> [Requirement]
Put the material from its first line through the line containing "x=194 y=237" into a Markdown table with the columns Row and Line, skipping any blank lines. Number each row in the Row column and place the text of that line in the Line column.

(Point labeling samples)
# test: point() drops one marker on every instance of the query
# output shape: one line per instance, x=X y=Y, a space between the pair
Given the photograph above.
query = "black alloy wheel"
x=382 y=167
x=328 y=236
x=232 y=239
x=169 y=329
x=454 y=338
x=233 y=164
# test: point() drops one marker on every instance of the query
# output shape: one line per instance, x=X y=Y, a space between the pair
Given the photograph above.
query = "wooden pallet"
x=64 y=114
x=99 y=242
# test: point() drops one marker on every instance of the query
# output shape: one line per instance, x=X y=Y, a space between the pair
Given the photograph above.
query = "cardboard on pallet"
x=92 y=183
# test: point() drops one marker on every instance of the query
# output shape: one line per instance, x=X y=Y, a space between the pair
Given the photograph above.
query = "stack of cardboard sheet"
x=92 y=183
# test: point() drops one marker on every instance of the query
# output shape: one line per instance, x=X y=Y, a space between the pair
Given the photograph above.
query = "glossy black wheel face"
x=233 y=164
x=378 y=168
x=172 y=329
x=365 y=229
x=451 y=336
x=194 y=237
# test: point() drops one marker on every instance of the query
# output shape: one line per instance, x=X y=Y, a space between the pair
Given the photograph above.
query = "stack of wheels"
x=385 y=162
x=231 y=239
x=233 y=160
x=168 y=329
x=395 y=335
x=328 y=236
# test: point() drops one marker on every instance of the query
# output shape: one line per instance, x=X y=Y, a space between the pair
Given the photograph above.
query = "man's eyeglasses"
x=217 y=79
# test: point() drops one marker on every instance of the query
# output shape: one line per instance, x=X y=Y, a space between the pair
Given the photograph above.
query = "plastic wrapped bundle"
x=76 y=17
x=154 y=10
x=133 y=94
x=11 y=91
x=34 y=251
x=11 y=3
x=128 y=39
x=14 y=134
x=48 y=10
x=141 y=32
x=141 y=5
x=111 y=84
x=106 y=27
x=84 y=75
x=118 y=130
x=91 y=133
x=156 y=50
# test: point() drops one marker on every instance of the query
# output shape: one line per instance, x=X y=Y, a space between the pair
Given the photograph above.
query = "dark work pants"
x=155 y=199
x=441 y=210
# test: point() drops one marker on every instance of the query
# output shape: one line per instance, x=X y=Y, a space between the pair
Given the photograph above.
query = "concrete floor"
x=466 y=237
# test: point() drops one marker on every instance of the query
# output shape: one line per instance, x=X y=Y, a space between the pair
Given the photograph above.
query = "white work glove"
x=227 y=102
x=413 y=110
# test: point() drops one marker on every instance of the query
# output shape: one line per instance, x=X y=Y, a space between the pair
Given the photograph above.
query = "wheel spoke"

> [Solution for this problem]
| Row | Line |
|---|---|
| 1 | # test: point() drops one marker on every instance of the query |
| 2 | # output shape: one line per instance, x=X y=Y, a space between the pair |
| 3 | Given the photograph above. |
| 4 | query = "black alloy wheel" |
| 5 | x=382 y=167 |
| 6 | x=328 y=236 |
| 7 | x=232 y=239 |
| 8 | x=169 y=329 |
| 9 | x=454 y=338 |
| 10 | x=233 y=164 |
| 11 | # test: point() drops one marker on every instance of the query |
| 12 | # output shape: one line per instance, x=X y=Y, a space between the pair |
| 13 | Given the photograph above. |
| 14 | query = "wooden pallet" |
| 15 | x=64 y=114 |
| 16 | x=99 y=242 |
| 17 | # test: point() drops one marker on every instance of the query |
| 18 | # output shape: one line per instance, x=X y=Y, a space between the pair |
| 19 | Given the photograph above. |
| 20 | query = "cardboard on pallet" |
| 21 | x=92 y=183 |
| 22 | # test: point() drops one marker on every instance of the query |
| 23 | # output shape: one line per instance, x=X y=Y, a space between the pair |
| 24 | Given the photograph above. |
| 25 | query = "stack of cardboard sheet" |
| 26 | x=92 y=183 |
| 27 | # test: point() drops one marker on every instance of the query |
| 28 | # output shape: one line per instance, x=X y=Y, a space between the pair |
| 29 | Given the photograph above. |
| 30 | query = "glossy black wheel face" |
| 31 | x=233 y=164 |
| 32 | x=378 y=168 |
| 33 | x=172 y=329 |
| 34 | x=365 y=229 |
| 35 | x=451 y=336 |
| 36 | x=194 y=237 |